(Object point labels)
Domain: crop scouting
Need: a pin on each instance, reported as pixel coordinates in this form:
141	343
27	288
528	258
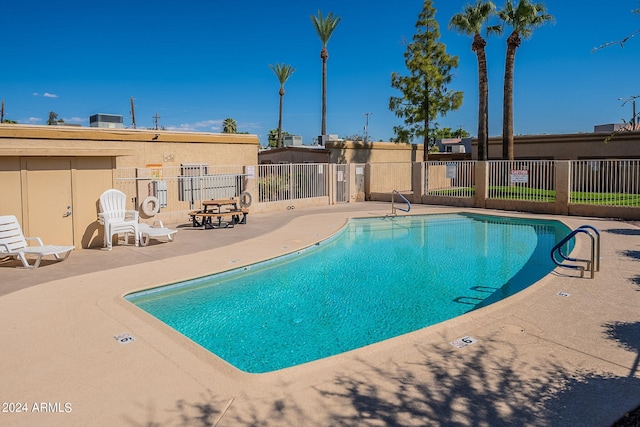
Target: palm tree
229	126
324	27
523	19
470	22
282	72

GIVEN PROBLEM: Copy every line of the records above verbatim, but omit the pictures.

SOLUTION FOR THIS TASK:
Domain: crop scouting
Need: a pin on each instance, reported as pixel coordinates in this form:
141	343
27	288
528	258
Target: palm tree
229	126
324	27
523	19
470	22
282	72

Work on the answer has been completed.